Dataset rows showing where objects appear
####

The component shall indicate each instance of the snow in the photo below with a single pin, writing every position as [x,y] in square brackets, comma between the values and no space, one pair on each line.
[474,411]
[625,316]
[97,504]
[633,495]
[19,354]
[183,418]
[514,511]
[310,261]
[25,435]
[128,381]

####

Exercise: Render the records above as a Markdown table with a Row column numbering each line in order and a Line column holding its text. Leave out any blank lines.

Solution:
| Row | Line |
|---|---|
| 1 | The component shall indicate each instance of the snow in the photo below with a single pin, writing every position as [x,y] in square brackets, comma between the values and no space, one pair on each line. |
| 2 | [474,411] |
| 3 | [625,316] |
| 4 | [97,504] |
| 5 | [633,495] |
| 6 | [19,354] |
| 7 | [183,418] |
| 8 | [514,511] |
| 9 | [310,261] |
| 10 | [25,435] |
| 11 | [128,381] |